*Task directions*
Rewrite every item below, swapping "screenshot" for "image" and leaving everything else as it is.

.....

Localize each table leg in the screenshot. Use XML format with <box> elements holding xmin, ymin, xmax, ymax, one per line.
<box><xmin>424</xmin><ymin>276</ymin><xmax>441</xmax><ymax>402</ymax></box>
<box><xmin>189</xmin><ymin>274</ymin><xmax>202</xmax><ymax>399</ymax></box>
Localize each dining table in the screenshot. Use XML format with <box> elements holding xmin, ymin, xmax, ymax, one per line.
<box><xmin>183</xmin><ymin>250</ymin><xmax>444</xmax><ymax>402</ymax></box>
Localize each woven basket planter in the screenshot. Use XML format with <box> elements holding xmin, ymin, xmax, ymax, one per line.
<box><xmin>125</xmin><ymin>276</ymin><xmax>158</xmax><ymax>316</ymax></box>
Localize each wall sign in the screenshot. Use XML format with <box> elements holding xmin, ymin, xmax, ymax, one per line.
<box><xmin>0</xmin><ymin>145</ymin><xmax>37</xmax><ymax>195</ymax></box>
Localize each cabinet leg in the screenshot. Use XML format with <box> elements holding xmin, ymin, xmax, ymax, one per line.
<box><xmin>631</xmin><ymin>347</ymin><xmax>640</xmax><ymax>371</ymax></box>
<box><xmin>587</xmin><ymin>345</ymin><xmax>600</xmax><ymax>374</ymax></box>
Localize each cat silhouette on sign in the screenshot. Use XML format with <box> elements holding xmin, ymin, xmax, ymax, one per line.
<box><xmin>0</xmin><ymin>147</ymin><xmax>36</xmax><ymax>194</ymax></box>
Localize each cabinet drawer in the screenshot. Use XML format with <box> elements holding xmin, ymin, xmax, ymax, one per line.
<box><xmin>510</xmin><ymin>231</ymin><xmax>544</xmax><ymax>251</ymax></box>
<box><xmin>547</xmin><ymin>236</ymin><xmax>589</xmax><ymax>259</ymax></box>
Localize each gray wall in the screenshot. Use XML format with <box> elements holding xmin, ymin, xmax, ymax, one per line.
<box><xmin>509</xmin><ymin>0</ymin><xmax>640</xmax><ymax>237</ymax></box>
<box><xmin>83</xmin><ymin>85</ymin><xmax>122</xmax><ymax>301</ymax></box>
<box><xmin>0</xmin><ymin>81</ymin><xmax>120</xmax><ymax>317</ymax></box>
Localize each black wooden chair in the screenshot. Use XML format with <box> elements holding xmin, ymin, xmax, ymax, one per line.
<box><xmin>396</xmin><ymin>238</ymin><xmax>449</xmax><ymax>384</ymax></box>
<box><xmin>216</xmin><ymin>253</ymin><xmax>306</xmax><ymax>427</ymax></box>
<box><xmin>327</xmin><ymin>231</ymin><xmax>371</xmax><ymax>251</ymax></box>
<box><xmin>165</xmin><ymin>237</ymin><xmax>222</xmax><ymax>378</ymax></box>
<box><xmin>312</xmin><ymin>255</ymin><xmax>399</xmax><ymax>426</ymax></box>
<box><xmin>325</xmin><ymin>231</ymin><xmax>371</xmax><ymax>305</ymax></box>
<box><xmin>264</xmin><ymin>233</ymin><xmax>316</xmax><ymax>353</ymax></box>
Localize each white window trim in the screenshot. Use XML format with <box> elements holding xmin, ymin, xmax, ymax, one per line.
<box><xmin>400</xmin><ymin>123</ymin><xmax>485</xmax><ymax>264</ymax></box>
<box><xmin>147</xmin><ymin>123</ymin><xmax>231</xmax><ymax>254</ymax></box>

.....

*Reply*
Localize each table leg in the image. Use XML format with <box> elements holding xmin, ymin, xmax, ymax, one per line.
<box><xmin>424</xmin><ymin>276</ymin><xmax>441</xmax><ymax>402</ymax></box>
<box><xmin>189</xmin><ymin>274</ymin><xmax>202</xmax><ymax>399</ymax></box>
Localize each dining table in the image. Use XML format with <box> elements holding xmin, ymin, xmax, ymax, one per line.
<box><xmin>183</xmin><ymin>250</ymin><xmax>444</xmax><ymax>402</ymax></box>
Localize each woven basket planter in the image. Use XML format with <box> elements holding xmin, ymin, xmax, ymax, one per line.
<box><xmin>125</xmin><ymin>276</ymin><xmax>158</xmax><ymax>316</ymax></box>
Localize each wall sign in the image. Use XML format with <box> elements holding xmin, ymin, xmax, ymax, one per line.
<box><xmin>0</xmin><ymin>145</ymin><xmax>37</xmax><ymax>195</ymax></box>
Localize each cabinet leg in the image. Use XML format with <box> elements holding xmin, ymin, xmax, ymax, one per line.
<box><xmin>631</xmin><ymin>347</ymin><xmax>640</xmax><ymax>371</ymax></box>
<box><xmin>587</xmin><ymin>345</ymin><xmax>600</xmax><ymax>374</ymax></box>
Localize each cat silhouette on sign in the image. Use XML format with <box> elements holding xmin, ymin, xmax, ymax, one per line.
<box><xmin>0</xmin><ymin>147</ymin><xmax>36</xmax><ymax>194</ymax></box>
Localize each cabinet drawer in the image. Use XML format with <box> elements holding xmin, ymin, xmax, ymax, one per line.
<box><xmin>510</xmin><ymin>231</ymin><xmax>544</xmax><ymax>251</ymax></box>
<box><xmin>547</xmin><ymin>236</ymin><xmax>589</xmax><ymax>259</ymax></box>
Localize each gray wall in the image. Use XML format with <box> elements holding xmin, ymin, xmax, ymax, one per line.
<box><xmin>509</xmin><ymin>0</ymin><xmax>640</xmax><ymax>237</ymax></box>
<box><xmin>83</xmin><ymin>85</ymin><xmax>122</xmax><ymax>301</ymax></box>
<box><xmin>0</xmin><ymin>81</ymin><xmax>120</xmax><ymax>317</ymax></box>
Localize each black wooden chair in the image. Use XML format with <box> elements holding xmin, ymin, xmax, ymax, one per line.
<box><xmin>396</xmin><ymin>238</ymin><xmax>449</xmax><ymax>384</ymax></box>
<box><xmin>216</xmin><ymin>253</ymin><xmax>306</xmax><ymax>427</ymax></box>
<box><xmin>327</xmin><ymin>231</ymin><xmax>371</xmax><ymax>251</ymax></box>
<box><xmin>165</xmin><ymin>237</ymin><xmax>222</xmax><ymax>378</ymax></box>
<box><xmin>312</xmin><ymin>255</ymin><xmax>399</xmax><ymax>426</ymax></box>
<box><xmin>325</xmin><ymin>231</ymin><xmax>371</xmax><ymax>305</ymax></box>
<box><xmin>264</xmin><ymin>233</ymin><xmax>316</xmax><ymax>353</ymax></box>
Localize each white window trim in the image. Use XML format with <box> elements holding xmin, ymin, xmax, ymax, one per line.
<box><xmin>400</xmin><ymin>123</ymin><xmax>485</xmax><ymax>264</ymax></box>
<box><xmin>147</xmin><ymin>123</ymin><xmax>231</xmax><ymax>254</ymax></box>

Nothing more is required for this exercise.